THE PROBLEM:
Please return every line in the following data that includes the string "dark".

THE RECORDS:
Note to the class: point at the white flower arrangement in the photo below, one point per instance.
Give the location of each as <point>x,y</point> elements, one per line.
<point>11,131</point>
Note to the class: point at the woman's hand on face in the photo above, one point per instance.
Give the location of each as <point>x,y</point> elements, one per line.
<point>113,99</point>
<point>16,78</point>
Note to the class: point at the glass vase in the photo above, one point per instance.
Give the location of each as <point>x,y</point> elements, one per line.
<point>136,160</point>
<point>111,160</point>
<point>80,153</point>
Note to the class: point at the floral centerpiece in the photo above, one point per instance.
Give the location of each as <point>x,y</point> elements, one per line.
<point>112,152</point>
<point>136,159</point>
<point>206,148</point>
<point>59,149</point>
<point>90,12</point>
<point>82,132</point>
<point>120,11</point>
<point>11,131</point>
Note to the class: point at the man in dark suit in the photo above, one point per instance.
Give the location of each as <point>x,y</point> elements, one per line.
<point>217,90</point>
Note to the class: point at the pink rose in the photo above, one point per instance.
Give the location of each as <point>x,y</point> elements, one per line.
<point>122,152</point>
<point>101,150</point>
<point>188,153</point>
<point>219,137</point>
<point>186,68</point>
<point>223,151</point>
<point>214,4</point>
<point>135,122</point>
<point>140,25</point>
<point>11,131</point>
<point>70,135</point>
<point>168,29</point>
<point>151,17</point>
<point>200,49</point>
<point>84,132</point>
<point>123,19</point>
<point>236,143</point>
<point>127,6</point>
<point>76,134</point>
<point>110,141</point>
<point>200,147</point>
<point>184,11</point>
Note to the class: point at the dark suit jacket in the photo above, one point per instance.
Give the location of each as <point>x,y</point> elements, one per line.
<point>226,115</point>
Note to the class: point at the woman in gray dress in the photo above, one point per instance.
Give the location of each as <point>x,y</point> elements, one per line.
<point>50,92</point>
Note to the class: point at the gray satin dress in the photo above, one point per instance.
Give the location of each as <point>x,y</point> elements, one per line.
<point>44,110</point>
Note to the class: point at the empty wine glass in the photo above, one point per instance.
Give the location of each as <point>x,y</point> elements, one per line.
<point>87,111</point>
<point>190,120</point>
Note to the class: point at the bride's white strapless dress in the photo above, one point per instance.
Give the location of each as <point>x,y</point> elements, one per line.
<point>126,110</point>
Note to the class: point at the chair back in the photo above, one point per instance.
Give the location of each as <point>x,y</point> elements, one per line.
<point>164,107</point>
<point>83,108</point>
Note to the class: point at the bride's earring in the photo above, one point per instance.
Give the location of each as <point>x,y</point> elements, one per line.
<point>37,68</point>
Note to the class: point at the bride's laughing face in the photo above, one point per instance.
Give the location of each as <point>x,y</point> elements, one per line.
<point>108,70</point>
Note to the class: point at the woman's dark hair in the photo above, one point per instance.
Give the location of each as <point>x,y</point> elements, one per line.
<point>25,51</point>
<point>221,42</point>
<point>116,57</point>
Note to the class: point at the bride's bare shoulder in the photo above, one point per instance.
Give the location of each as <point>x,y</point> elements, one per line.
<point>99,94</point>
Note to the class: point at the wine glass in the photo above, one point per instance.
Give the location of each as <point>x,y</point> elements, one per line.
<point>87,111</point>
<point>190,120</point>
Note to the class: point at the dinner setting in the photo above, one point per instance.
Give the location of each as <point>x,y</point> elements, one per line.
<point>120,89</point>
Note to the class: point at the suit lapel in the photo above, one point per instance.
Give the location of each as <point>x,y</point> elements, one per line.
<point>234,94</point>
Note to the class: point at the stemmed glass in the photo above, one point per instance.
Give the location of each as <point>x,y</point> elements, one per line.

ANSWER SECTION:
Note to the class: point at the man in dark suit in the photo above, one point per instance.
Note to the class: point at the dark suit jacket in the photo above, one point per instance.
Note to the class: point at the woman's dark hair in the photo above, one point per instance.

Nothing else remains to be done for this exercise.